## EXERCISE REQUIREMENTS
Copy out everything from the line containing "Mark the tree" down to the end of the listing, changing "tree trunk" to "fallen log" and leaving all else as it stands.

## WORKING DATA

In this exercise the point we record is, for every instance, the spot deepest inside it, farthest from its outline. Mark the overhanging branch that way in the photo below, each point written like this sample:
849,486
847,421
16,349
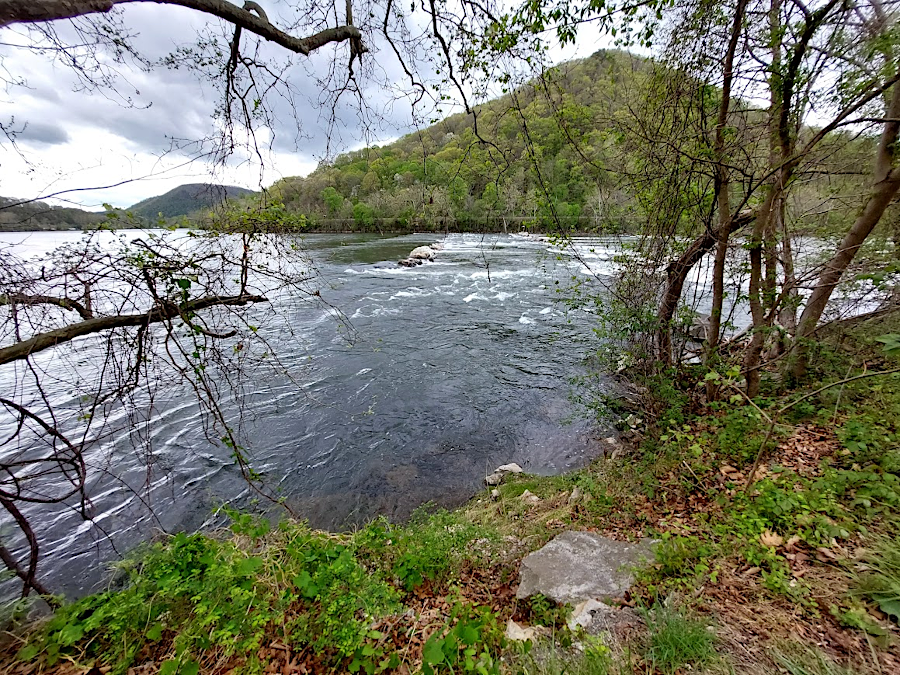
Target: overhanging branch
37,11
162,312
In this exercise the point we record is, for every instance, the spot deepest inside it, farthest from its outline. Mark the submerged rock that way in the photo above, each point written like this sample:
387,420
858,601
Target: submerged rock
596,618
422,253
500,473
579,566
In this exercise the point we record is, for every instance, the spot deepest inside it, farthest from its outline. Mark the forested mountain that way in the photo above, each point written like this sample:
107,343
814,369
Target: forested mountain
565,151
552,137
43,216
186,199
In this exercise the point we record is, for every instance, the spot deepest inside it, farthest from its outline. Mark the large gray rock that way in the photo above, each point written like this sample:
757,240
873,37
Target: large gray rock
578,566
422,253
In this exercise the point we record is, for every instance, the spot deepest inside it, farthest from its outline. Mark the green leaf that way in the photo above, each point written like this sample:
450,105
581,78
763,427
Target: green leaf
71,634
433,652
154,633
891,606
248,566
469,635
28,652
891,343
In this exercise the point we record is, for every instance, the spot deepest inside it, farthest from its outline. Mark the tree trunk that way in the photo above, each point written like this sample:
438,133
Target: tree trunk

## EXERCISE RESPONSE
In this exercise the point we record is, for every instance, the spot deepest inside it, farthest from its outline. Mark the fallen log that way in the photo above, each point written like this sample:
438,133
Target: fallen log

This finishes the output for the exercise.